■ What you are asked to do
Every record must be copied out exactly.

■ Referring expression pointing data
--------------------

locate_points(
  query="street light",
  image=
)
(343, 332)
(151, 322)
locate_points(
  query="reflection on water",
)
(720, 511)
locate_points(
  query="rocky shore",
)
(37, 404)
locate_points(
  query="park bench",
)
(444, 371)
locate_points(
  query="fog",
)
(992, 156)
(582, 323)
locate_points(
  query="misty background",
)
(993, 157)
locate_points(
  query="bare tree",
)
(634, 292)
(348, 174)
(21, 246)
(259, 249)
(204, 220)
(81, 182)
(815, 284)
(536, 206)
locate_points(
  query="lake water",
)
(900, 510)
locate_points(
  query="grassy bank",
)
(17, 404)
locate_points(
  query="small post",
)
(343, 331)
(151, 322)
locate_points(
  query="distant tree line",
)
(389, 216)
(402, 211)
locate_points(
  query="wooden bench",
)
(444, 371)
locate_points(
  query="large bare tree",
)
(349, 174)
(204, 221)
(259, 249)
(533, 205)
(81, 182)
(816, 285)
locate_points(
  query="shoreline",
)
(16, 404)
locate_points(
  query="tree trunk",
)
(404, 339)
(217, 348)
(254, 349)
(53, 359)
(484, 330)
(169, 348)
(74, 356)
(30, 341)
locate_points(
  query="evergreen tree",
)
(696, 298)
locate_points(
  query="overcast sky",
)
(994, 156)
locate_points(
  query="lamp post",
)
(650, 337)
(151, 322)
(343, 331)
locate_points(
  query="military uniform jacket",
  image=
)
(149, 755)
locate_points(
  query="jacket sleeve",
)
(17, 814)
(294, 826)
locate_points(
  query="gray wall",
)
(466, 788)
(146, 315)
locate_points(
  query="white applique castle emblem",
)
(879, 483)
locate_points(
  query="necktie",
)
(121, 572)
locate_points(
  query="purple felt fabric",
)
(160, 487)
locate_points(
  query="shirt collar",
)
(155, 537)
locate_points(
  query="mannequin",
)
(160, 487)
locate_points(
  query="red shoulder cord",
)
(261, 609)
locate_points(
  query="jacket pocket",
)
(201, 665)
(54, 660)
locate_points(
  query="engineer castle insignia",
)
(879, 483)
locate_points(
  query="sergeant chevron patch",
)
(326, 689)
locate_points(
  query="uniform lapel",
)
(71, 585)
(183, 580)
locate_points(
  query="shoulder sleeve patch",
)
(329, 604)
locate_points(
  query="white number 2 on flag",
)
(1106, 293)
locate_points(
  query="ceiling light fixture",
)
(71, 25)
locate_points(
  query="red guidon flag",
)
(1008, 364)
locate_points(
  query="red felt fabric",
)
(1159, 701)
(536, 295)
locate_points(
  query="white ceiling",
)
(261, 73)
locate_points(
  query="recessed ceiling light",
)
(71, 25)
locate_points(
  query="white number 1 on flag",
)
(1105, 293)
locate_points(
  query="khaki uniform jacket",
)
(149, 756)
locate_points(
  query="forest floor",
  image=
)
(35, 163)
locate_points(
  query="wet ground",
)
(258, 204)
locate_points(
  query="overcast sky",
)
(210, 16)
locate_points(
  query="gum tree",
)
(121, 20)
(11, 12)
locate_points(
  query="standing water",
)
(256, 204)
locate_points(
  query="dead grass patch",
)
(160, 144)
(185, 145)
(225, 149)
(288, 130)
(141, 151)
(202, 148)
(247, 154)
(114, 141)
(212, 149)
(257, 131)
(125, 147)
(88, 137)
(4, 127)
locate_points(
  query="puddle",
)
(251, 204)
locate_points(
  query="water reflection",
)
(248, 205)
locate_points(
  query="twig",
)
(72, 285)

--------------------

■ Exercise response
locate_points(
  query="street light",
  image=
)
(343, 332)
(151, 322)
locate_points(
  query="reflection on water",
)
(720, 511)
locate_points(
  query="rocky shore",
)
(37, 404)
locate_points(
  query="park bench",
)
(444, 371)
locate_points(
  query="fog",
)
(992, 156)
(582, 323)
locate_points(
  query="misty background",
)
(993, 157)
locate_points(
  query="bare tree",
)
(634, 292)
(348, 174)
(21, 246)
(259, 249)
(204, 220)
(81, 182)
(815, 284)
(536, 206)
locate_points(
  query="lake water",
)
(900, 510)
locate_points(
  query="grassy bank",
)
(17, 404)
locate_points(
  query="small post",
)
(343, 331)
(151, 322)
locate_points(
  query="distant tree line",
)
(389, 216)
(402, 211)
locate_points(
  query="wooden bench",
)
(444, 371)
locate_points(
  query="large bare tree",
)
(349, 174)
(204, 221)
(259, 249)
(533, 205)
(81, 182)
(816, 285)
locate_points(
  query="shoreline",
)
(16, 404)
locate_points(
  query="tree trunk",
)
(404, 339)
(217, 348)
(254, 349)
(53, 359)
(484, 330)
(169, 348)
(74, 356)
(30, 341)
locate_points(
  query="evergreen tree",
)
(696, 298)
locate_points(
  query="overcast sky",
)
(994, 156)
locate_points(
  query="lamp post",
)
(650, 337)
(151, 322)
(343, 331)
locate_points(
  query="military uniform jacket",
  image=
)
(149, 755)
locate_points(
  query="jacket sleeve",
)
(17, 814)
(294, 826)
locate_points(
  query="gray wall",
)
(466, 788)
(146, 315)
locate_points(
  query="white applique castle emblem",
)
(879, 483)
locate_points(
  query="necktie",
)
(121, 572)
locate_points(
  query="purple felt fabric",
)
(160, 487)
locate_points(
  query="shirt collar",
)
(155, 537)
locate_points(
  query="mannequin",
)
(160, 487)
locate_points(
  query="red shoulder cord",
)
(261, 609)
locate_points(
  query="jacket pocket",
)
(201, 665)
(54, 660)
locate_points(
  query="engineer castle insignia",
)
(879, 483)
locate_points(
  query="sergeant chevron patch",
)
(326, 689)
locate_points(
  query="uniform lapel",
)
(71, 585)
(183, 580)
locate_points(
  query="shoulder sleeve patch",
)
(329, 604)
locate_points(
  query="white number 2 on flag",
)
(1106, 293)
locate_points(
  query="ceiling light fixture",
)
(71, 25)
locate_points(
  query="red guidon flag",
)
(1008, 364)
locate_points(
  query="red felt fabric",
)
(1159, 701)
(536, 295)
locate_points(
  query="white ceiling",
)
(261, 73)
locate_points(
  query="recessed ceiling light",
)
(71, 25)
locate_points(
  query="white number 1 on flag",
)
(1105, 293)
locate_points(
  query="khaki uniform jacket",
)
(149, 756)
locate_points(
  query="forest floor",
  image=
)
(35, 163)
locate_points(
  query="wet ground",
)
(258, 204)
locate_points(
  query="overcast sky",
)
(210, 16)
locate_points(
  query="gum tree",
)
(121, 20)
(11, 12)
locate_points(
  query="standing water",
)
(256, 204)
locate_points(
  query="dead grass patch",
)
(160, 144)
(185, 145)
(225, 149)
(288, 130)
(141, 151)
(202, 148)
(247, 154)
(114, 141)
(212, 149)
(257, 131)
(125, 147)
(88, 137)
(4, 127)
locate_points(
  query="puddle",
)
(251, 204)
locate_points(
  query="water reflection",
)
(248, 205)
locate_points(
  query="twig",
)
(72, 285)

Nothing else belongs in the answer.